┌─ Provided text
Source: Thomas March, “Overview of ‘The New Dress’,” in Short Stories for Students, Gale, 1998.
What Do I Read Next?
- Mrs. Dalloway, Virginia Woolf’s fourth novel, was published in 1925 and uses interior monologue from Dalloway’s point of view to describe the events leading up to her party.
- Dean R. Baldwin’s Virginia Woolf: A Study of the Short Fiction (1989) traces three periods of Woolf short-story writing and provides an overview of all of Woolf’s short fiction. He uses a strong biographical focus to explore the stories, and the study contains a collection of critical essays on selected works.
- Avrom Fleishman’s essay “Forms of the Woolfian Short Story,” included in Virginia Woolf: Revaluation and Continuity, considers the extent to which Woolf’s stories contribute to the development of the modernist short story.
- Stella McNichol’s edition of Mrs. Dalloway’s Party: A Short Story Sequence, published in 1973, offers a useful introduction to the seven Woolf short stories that are thematically related to Mrs. Dalloway.
└─
*Required tasks*
1 – Name every person given as the author or editor of a recommended work in the Virginia Woolf reading list above.
2 – According to the Virginia Woolf reading list, how many Woolf short stories does Stella McNichol's edition introduce?
3 – Proceed with the Virginia Woolf reading list, adding text after its final entry.
┌─ Data to examine
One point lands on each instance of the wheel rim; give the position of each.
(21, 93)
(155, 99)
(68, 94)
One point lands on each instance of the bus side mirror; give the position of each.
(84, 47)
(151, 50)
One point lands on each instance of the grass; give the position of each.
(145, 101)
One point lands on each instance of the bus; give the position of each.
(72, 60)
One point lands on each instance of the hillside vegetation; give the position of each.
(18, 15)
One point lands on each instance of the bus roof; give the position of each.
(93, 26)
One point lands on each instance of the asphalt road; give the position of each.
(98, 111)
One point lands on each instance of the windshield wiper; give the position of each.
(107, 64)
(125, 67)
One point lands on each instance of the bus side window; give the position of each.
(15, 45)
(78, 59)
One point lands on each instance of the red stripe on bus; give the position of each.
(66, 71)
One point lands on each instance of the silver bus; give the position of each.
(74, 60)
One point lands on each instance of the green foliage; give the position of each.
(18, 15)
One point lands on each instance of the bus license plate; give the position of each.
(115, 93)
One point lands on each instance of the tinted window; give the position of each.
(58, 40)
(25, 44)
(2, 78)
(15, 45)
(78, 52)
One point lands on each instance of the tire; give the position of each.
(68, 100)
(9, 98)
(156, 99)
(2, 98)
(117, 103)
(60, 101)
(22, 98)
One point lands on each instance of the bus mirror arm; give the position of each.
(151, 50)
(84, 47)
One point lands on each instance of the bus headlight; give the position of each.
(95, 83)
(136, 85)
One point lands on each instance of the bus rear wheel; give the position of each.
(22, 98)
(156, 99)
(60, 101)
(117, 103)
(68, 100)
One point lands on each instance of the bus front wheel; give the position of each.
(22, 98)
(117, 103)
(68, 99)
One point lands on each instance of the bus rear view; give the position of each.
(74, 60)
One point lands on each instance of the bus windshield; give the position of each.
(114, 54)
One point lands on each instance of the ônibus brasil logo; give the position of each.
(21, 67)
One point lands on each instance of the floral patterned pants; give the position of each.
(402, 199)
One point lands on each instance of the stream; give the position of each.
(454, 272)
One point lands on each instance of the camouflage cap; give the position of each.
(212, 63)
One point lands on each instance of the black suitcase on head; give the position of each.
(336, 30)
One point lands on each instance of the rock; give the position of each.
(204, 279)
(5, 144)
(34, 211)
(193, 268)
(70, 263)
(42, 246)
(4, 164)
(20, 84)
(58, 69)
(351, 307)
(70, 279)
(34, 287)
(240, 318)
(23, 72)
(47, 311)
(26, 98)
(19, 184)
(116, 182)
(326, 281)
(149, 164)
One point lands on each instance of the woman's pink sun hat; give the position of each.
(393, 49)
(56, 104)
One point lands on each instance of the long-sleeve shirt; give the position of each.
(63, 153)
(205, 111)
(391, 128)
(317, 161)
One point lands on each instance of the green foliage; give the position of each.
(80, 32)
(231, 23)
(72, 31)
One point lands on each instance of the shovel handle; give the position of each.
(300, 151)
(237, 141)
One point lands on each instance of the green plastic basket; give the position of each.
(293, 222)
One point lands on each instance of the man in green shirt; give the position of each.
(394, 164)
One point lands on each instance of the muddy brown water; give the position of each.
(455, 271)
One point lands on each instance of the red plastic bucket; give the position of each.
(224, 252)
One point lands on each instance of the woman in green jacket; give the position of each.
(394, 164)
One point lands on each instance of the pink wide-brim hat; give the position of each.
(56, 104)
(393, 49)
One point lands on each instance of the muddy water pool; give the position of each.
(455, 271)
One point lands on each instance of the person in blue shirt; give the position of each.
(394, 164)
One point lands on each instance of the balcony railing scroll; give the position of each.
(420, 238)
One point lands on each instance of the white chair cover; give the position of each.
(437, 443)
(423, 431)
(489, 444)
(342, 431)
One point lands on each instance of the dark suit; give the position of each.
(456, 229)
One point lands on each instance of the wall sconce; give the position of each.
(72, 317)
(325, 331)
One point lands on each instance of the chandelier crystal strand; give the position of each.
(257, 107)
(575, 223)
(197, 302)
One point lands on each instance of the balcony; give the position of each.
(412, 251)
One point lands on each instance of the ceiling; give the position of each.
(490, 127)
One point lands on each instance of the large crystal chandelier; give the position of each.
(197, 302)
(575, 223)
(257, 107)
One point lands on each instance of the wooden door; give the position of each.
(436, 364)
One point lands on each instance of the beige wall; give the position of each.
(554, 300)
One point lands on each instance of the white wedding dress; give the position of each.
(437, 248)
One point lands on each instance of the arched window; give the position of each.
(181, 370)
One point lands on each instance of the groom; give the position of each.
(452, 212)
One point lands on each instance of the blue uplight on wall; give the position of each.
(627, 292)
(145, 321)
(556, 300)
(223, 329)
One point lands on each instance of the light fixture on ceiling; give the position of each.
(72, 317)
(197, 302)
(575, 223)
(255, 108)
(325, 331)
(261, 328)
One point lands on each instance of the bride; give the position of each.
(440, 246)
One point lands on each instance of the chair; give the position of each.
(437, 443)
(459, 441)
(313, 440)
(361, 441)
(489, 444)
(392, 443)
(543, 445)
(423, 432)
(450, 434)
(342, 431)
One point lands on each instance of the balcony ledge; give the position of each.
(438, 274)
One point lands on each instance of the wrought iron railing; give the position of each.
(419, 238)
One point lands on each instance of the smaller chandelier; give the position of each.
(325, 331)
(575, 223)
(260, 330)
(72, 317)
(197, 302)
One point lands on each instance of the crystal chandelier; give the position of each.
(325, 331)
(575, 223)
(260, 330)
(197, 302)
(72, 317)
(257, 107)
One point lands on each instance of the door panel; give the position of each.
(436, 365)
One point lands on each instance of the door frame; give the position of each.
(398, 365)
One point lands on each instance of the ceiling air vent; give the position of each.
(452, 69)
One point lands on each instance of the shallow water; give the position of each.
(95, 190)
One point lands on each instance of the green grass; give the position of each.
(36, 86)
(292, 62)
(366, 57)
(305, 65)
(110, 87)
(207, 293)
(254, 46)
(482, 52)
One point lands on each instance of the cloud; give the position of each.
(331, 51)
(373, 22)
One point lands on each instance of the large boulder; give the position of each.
└─
*Task-by-task outputs*
1 – Virginia Woolf, Dean R. Baldwin, Avrom Fleishman, Stella McNichol

2 – Seven

3 –
- T.S. Eliot’s The Waste Land was published in 1923 by Hogarth Press, which was owned and operated by Woolf and her husband. It provides a useful social critique of postwar society and emphasizes the sense of despair and hopelessness of Mabel Waring’s generation.
- Aldous Huxley’s 1923 novel Antic Hay is interesting for its depiction of postwar London’s bohemian district.
- F. Scott Fitzgerald’s short stories collected in Flappers and Philosophers (1920) and Tales of the Jazz Age (1922) chronicle the values and behavior of the United States in the decade before the Great Depression.